→ **Excerpt to read**
Friday, May 06, 2005

Careful what you ask for

Mikaela says:
The US sure knows who to back in global conflicts! Our track record is soooooo wonderful. We wanted to be a world superpower, right? Wanted to have our gun barrels in lots of different pies? You get what you sow? Well, we're reaping bombs now.

From Democracy Now on Wednesday:

Report: Insurgents Aided By Old U.S. Army Manual

"The Washington Post is reporting that the Iraqi resistance likely learned some of their bomb-making techniques indirectly from the U.S. Army. In 1965 the Army issued a detailed booklet on how to build and hide booby traps. The manual included detailed diagrams illustrating various means of wiring detonators to explosives. It also gave advice on the best locations for concealing deadly bombs. In 1987, Saddam Hussein distributed an Arabic version of the manual to the Iraqi military. The manual was translated at a time when the Reagan administration was supplying Iraq with military assistance in its war against Iran [emphasis added]. One U.S. official estimated that ten percent of the bombs planted in Iraq use the pressure-detonation techniques detailed in the U.S. document. "

→ **Input data**
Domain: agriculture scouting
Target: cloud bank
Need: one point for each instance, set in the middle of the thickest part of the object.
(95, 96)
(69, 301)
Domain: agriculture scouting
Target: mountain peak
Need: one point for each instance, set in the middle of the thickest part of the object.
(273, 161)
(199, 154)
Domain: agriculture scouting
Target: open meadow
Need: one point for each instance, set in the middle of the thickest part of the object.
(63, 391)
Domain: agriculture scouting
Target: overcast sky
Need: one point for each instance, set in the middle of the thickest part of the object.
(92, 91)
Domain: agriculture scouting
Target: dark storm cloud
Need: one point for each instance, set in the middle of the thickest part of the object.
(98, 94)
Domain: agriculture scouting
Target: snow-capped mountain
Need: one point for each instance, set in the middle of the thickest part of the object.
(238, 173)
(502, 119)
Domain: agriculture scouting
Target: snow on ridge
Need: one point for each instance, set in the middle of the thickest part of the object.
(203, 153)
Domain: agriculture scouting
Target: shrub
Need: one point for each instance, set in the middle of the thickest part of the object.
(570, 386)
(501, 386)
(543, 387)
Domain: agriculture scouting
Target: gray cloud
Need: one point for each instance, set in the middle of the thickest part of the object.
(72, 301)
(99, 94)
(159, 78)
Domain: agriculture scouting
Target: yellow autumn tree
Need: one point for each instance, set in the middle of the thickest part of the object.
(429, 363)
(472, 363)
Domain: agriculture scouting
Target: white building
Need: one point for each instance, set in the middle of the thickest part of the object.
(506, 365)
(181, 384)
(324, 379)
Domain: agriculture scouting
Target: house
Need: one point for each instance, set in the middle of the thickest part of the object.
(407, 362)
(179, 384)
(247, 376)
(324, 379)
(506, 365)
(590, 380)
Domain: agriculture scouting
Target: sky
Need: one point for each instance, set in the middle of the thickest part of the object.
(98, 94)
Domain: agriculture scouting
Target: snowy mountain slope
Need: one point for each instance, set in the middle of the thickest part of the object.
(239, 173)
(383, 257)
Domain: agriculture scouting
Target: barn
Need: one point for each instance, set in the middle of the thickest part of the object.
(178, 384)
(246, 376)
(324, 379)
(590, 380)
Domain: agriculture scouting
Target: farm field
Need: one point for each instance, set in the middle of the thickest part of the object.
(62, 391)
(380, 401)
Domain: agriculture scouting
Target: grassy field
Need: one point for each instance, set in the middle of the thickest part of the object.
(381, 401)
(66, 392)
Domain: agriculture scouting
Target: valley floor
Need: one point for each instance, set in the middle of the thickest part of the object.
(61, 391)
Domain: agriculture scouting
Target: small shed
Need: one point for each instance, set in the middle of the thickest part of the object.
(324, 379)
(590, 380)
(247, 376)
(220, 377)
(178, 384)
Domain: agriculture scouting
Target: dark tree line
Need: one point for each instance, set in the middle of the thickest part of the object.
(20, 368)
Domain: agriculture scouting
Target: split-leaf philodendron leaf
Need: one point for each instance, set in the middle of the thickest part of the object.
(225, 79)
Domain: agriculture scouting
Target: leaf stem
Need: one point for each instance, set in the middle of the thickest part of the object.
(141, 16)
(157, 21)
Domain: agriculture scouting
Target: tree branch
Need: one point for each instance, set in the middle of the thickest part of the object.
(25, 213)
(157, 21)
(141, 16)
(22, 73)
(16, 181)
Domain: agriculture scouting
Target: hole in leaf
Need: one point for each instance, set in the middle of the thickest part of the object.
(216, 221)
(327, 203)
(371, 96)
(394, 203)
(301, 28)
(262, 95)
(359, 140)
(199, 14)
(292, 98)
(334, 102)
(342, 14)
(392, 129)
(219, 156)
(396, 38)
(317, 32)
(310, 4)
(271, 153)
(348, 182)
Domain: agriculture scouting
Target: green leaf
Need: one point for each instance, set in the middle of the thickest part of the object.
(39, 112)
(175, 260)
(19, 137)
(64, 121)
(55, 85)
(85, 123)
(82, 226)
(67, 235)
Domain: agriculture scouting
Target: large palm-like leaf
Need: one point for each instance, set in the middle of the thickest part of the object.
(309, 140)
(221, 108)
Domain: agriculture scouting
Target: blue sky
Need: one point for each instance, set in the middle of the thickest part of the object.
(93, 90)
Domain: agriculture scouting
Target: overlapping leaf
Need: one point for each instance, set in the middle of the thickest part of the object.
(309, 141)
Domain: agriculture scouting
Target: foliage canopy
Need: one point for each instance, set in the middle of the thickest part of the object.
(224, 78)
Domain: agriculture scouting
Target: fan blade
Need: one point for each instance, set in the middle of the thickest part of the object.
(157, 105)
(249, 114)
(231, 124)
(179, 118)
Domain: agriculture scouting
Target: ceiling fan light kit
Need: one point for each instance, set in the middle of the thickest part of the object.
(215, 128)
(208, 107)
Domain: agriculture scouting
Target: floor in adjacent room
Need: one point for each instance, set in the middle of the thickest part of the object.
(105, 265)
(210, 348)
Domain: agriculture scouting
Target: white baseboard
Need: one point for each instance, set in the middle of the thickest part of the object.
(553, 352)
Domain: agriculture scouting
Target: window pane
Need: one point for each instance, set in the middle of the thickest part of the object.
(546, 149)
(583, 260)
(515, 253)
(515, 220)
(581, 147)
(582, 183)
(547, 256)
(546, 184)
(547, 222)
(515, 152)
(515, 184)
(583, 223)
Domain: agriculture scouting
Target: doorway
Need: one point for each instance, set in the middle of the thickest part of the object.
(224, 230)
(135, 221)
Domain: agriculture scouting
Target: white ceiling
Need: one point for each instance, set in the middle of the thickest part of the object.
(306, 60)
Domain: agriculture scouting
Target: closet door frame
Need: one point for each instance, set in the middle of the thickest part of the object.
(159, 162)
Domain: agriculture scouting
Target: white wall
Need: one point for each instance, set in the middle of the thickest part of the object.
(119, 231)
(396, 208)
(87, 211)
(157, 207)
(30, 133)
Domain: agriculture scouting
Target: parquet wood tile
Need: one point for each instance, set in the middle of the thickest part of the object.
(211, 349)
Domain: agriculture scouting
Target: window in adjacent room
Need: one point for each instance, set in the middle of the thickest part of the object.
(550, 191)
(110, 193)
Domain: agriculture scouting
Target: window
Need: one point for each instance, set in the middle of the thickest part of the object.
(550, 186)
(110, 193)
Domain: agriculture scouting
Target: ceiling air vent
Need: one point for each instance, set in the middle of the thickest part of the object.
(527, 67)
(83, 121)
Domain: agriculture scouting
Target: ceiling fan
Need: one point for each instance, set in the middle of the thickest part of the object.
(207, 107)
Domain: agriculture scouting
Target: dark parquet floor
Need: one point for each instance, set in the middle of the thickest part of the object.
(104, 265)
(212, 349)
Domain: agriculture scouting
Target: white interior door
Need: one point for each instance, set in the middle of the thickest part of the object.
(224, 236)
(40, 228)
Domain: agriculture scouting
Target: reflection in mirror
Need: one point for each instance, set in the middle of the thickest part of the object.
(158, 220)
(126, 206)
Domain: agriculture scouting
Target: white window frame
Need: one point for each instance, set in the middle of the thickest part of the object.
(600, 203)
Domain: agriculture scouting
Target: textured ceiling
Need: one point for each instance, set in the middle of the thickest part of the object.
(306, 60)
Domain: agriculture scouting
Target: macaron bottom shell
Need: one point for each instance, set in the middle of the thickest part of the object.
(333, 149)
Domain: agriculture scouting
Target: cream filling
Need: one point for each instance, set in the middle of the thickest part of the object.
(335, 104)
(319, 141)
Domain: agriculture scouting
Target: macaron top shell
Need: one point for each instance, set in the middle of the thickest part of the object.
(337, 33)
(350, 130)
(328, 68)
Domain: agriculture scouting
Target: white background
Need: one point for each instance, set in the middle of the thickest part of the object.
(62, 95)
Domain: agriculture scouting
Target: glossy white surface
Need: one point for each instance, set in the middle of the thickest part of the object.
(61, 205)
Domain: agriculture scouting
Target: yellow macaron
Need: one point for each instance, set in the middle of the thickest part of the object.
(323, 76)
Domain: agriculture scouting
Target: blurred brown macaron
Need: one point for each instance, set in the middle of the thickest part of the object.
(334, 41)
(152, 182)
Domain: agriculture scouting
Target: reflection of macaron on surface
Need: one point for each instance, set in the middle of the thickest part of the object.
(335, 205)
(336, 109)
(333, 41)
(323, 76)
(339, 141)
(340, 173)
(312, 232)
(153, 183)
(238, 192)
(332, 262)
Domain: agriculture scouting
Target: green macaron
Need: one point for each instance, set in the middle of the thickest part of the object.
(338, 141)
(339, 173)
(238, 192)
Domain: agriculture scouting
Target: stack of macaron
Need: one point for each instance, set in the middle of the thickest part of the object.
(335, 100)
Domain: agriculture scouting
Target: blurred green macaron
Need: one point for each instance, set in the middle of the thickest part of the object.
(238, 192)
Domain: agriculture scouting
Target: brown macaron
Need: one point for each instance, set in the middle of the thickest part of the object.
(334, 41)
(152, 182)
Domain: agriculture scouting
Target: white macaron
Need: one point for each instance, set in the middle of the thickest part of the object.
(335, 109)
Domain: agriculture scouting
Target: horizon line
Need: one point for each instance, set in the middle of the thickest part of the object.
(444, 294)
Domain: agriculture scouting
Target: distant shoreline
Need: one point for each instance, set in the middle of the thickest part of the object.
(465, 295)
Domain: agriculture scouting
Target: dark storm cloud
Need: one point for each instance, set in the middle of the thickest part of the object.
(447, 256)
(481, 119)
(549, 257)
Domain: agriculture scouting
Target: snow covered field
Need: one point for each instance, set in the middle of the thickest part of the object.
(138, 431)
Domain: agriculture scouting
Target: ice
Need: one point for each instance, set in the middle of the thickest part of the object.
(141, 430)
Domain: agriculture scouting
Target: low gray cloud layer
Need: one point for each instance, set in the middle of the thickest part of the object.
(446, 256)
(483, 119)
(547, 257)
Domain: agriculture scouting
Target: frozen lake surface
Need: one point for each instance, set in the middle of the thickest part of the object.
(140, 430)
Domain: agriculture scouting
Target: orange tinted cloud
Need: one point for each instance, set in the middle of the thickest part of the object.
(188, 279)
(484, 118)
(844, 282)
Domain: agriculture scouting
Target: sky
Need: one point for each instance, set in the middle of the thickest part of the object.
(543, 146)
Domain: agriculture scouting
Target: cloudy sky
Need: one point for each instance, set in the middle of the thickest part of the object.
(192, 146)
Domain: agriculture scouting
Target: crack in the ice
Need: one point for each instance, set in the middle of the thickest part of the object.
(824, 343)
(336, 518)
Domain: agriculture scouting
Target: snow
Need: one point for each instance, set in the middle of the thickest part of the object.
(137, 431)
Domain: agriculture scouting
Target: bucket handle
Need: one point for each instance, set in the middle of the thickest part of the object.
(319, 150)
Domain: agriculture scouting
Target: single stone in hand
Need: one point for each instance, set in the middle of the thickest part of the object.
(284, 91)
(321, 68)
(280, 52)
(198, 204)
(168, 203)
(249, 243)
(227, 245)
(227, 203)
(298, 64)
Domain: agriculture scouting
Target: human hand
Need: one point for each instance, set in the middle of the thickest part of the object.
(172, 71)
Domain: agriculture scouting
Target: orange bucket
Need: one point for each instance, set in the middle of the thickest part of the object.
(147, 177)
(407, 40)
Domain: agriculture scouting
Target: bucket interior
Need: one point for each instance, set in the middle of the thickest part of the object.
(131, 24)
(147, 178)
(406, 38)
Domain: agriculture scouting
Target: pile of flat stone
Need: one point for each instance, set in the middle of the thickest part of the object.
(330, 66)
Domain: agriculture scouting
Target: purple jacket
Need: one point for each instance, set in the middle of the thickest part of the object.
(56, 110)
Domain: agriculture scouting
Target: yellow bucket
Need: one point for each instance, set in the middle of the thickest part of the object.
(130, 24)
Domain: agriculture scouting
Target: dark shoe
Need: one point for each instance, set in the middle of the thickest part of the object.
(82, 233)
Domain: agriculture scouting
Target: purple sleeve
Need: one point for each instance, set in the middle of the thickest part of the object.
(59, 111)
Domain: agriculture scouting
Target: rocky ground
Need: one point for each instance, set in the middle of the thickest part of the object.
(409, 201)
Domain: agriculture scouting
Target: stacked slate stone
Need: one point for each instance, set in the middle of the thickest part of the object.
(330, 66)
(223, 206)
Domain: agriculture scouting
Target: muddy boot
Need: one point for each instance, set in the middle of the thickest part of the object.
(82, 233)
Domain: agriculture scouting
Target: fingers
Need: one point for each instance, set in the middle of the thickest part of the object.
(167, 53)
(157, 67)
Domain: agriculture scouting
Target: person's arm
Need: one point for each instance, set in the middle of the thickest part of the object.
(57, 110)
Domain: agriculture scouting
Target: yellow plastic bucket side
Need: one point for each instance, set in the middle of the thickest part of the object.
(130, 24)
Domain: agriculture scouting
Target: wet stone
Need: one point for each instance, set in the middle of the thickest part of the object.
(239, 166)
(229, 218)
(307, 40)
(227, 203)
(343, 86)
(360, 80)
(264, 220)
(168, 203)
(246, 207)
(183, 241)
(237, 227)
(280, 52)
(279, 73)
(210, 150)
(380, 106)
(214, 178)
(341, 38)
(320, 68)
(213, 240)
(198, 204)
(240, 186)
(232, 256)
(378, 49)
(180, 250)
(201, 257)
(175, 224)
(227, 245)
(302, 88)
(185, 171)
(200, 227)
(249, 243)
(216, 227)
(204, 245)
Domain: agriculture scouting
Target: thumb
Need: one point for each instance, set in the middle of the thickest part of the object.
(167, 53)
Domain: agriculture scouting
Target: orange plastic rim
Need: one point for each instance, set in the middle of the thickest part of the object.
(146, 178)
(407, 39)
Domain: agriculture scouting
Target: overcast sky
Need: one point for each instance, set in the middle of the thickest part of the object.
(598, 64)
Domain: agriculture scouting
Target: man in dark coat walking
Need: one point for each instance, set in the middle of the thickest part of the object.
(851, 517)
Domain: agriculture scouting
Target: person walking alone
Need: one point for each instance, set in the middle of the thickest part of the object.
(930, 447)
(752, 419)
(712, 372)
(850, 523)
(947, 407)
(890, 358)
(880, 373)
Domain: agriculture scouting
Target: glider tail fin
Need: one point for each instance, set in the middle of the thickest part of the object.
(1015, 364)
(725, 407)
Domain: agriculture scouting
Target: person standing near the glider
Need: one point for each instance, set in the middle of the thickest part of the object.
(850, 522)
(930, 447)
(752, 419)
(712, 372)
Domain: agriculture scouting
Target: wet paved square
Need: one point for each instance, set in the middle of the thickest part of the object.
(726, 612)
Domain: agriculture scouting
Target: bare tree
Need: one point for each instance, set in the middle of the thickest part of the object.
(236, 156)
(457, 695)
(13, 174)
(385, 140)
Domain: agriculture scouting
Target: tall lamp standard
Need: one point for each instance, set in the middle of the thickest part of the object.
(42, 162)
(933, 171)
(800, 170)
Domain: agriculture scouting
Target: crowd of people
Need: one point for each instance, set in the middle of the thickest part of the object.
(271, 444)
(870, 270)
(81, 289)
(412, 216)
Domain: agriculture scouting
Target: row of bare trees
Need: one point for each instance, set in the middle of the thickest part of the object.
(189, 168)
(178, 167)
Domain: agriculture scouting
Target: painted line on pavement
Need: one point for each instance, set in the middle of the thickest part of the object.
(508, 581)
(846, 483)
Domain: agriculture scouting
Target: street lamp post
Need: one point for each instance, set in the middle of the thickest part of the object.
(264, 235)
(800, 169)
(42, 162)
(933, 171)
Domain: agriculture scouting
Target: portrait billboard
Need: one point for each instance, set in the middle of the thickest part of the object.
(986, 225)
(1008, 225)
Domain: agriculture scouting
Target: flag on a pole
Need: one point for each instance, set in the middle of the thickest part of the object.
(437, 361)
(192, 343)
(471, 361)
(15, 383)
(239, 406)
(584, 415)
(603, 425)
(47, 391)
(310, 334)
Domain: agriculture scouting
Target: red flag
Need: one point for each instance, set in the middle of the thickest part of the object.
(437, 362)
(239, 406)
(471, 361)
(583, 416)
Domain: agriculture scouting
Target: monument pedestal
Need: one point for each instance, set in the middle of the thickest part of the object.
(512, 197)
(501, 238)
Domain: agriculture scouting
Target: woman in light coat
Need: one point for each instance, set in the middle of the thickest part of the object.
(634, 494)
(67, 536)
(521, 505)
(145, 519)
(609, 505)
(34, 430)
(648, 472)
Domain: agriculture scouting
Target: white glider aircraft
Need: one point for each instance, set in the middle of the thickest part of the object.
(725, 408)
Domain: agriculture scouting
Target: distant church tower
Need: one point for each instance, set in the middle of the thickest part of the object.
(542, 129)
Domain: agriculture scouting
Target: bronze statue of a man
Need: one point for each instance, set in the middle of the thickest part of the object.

→ **Problem 1**
Answer these questions from the post about the old U.S. Army manual.
(a) Which newspaper reported that Iraqi insurgents likely learned bomb-making techniques from the U.S. Army?
(b) In what year did Saddam Hussein distribute an Arabic version of the manual to the Iraqi military?
(c) What share of the bombs planted in Iraq did one U.S. official estimate use the pressure-detonation techniques from the U.S. document?
→ **Problem 2**
Carry on the post about the old U.S. Army manual, starting after its last sentence.

→ **Exercise answer 1**
(a) The Washington Post
(b) 1987
(c) Ten percent

→ **Exercise answer 2**
The Post story is no longer available on its website (citing temporary technical problems), but today's story about the heating up of violence between Sunnis and Shiites forebodes the earnest beginnings of Iraq's civil war. If this continues, American soldiers in Iraq will literally be caught in the crosshairs of two indigenous religious groups that our government will choose between. And we all know how successful that scenario is bound to be. What are we doing there again?

Persistent Violence Plagues Iraq
Bombings in Tikrit and Baghdad Kill 23
By Omar Fekeiki and Fred Barbash
May 6, 2005

"Against a backdrop of rising sectarian tension between Sunni and Shiite Muslims, groups of unidentified bodies have been found at least twice in recent weeks.

Last month, the bodies of 19 Iraqi soldiers were found piled in a soccer stadium in western Iraq after they had been captured by insurgents.

Separately, police announced the discovery of 58 corpses floating in the Tigris River near a village where Shiite Muslim leaders earlier had reported that civilians were being abducted by Sunni Muslim extremists. There has been no confirmation of how the 58 died."